>>
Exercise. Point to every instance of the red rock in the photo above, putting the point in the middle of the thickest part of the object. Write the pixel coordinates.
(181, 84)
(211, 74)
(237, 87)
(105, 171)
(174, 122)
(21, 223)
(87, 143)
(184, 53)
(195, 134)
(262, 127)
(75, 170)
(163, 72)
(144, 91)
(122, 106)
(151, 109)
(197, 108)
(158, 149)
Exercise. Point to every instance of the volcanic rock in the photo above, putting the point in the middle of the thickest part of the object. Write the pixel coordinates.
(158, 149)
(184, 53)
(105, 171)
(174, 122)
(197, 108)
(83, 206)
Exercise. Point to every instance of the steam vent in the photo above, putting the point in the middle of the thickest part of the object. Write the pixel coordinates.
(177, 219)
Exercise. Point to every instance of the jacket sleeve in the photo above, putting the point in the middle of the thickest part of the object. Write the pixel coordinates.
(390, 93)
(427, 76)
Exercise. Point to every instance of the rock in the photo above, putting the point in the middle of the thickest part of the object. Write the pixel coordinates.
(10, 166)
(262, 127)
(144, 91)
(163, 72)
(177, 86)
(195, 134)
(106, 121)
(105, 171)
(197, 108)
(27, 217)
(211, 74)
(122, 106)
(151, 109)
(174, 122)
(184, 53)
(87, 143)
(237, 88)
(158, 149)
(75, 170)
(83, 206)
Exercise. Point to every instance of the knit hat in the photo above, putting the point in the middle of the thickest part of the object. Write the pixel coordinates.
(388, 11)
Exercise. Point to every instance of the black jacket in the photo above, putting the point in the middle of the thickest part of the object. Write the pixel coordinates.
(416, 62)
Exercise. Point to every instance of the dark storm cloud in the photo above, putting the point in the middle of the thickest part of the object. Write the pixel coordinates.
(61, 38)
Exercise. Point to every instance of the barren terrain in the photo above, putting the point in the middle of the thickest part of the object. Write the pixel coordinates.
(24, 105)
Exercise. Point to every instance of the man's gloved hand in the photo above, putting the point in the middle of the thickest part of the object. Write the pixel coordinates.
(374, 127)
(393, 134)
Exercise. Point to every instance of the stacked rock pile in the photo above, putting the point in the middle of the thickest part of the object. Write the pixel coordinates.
<<
__What is being asked__
Recast all of the entries above as one numbered list, leaving out any blank lines.

__Task response__
1. Exercise. Point to every instance of the red rock in the photo above, putting the point in the middle of the thickest part of the object. Write the pixel coordinates.
2. (181, 84)
3. (211, 74)
4. (237, 87)
5. (105, 171)
6. (174, 122)
7. (21, 223)
8. (87, 143)
9. (184, 53)
10. (195, 134)
11. (262, 127)
12. (75, 170)
13. (163, 72)
14. (144, 91)
15. (122, 106)
16. (151, 109)
17. (197, 108)
18. (158, 149)
19. Exercise. Point to every instance of the volcanic rock in the photo above, putting the point in the middle of the thickest part of the object. Write the pixel coordinates.
20. (158, 149)
21. (184, 53)
22. (105, 171)
23. (174, 122)
24. (197, 108)
25. (83, 206)
26. Exercise. Point to every instance of the steam vent in the photo above, putting the point in the middle of the thickest part of the object. Write the pixel coordinates.
27. (177, 219)
28. Exercise. Point to every instance of the jacket sleeve in the photo above, putting the point in the middle of the thickest part of the object. Write the pixel coordinates.
29. (390, 93)
30. (427, 76)
31. Exercise. Point to every instance of the rock in the photo above, putting the point in the middle of the thickest part of the object. Write the pixel coordinates.
32. (10, 166)
33. (262, 127)
34. (144, 91)
35. (163, 72)
36. (177, 86)
37. (195, 134)
38. (106, 121)
39. (105, 171)
40. (197, 108)
41. (27, 217)
42. (211, 74)
43. (122, 106)
44. (151, 109)
45. (174, 122)
46. (184, 53)
47. (87, 143)
48. (237, 88)
49. (158, 149)
50. (75, 170)
51. (83, 206)
52. Exercise. Point to every instance of the knit hat in the photo above, putting the point in the middle of the thickest part of the object. Write the pixel coordinates.
53. (388, 11)
54. Exercise. Point to every instance of the black jacket in the photo above, putting the point in the middle of the thickest part of the object. Write the pixel coordinates.
55. (416, 62)
56. Exercise. Point to every instance of the dark storm cloud in the photo above, putting the point in the middle of the thickest part of the object. Write the pixel coordinates.
57. (61, 38)
58. Exercise. Point to every instance of the barren terrain in the photo above, putting the point in the middle of the thickest part of the object. Write the pixel coordinates.
59. (24, 105)
60. Exercise. Point to every instance of the man's gloved hand in the photo above, putting the point in the middle of the thickest part of the object. Write the pixel coordinates.
61. (374, 127)
62. (393, 134)
63. Exercise. Point to every instance of the stacked rock pile in the photo above, putting the point in the middle of the thickest part of the object. Write the pixel coordinates.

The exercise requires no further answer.